(Problems and tasks)
• A. According to the Lost Planet 2 preview, how many screens were set up inside Capcom's San Mateo lair?
• B. Transcribe the passage of the Lost Planet 2 preview between "Huddled up to" and "terraformed alien planet.", inclusive.

(Source)
------------------------------------
Huddled up to one of 16 screens set up inside Capcom's San Mateo lair, expelling precious Thermal Energy (T-ENG) in battles against compatriots of the gaming press, it became evident that the years spent since the first Lost Planet's release has brought about more than a thaw on E.D.N. III. Beyond a few contextual highlights, little breath was spent on explaining what Lost Planet 2 is about from a story's standpoint. Instead, this event was all about using various mechanical suits to crush opponents in multiplayer mayhem and to get a taste of how competition has evolved on the terraformed alien planet.

From the start it became evident that any who played Capcom's first Lost Planet title will assuredly feel comfortable with the sequel in terms of control, pacing and weaponry—to an extent. Like the franchise's premier, the default control scheme can be a bit of an enigma if you're accustomed to the western-developed style of action shooter. Maneuvers like rolling to avoid machine gun fire or zooming in require dexterity of the digits, and may not fit the bill as “intuitive” by most. Once you get a handle on the controls, you then have to learn to abide by the game's rules of slowly switching inventory on-field, and holding some buttons while spamming others to perform an array of actions, the newest of which causes you to repair objects.
------------------------------------
(Data segment)
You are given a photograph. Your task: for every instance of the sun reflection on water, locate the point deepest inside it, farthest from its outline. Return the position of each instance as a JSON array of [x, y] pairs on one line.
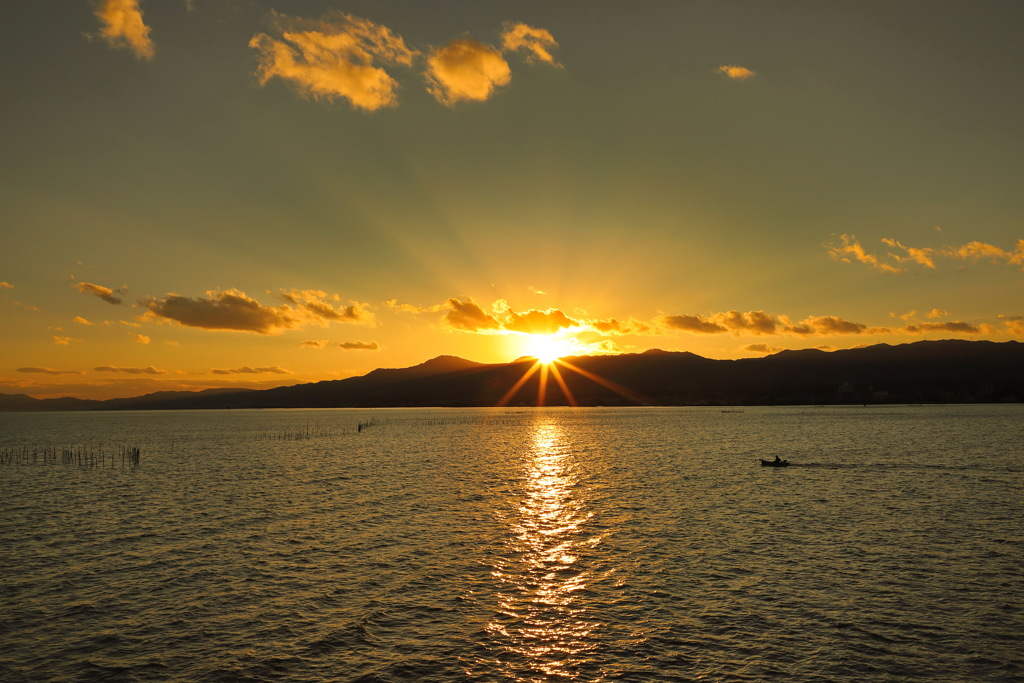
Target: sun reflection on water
[[543, 624]]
------------------------------------
(Results)
• A. 16

• B.
Huddled up to one of 16 screens set up inside Capcom's San Mateo lair, expelling precious Thermal Energy (T-ENG) in battles against compatriots of the gaming press, it became evident that the years spent since the first Lost Planet's release has brought about more than a thaw on E.D.N. III. Beyond a few contextual highlights, little breath was spent on explaining what Lost Planet 2 is about from a story's standpoint. Instead, this event was all about using various mechanical suits to crush opponents in multiplayer mayhem and to get a taste of how competition has evolved on the terraformed alien planet.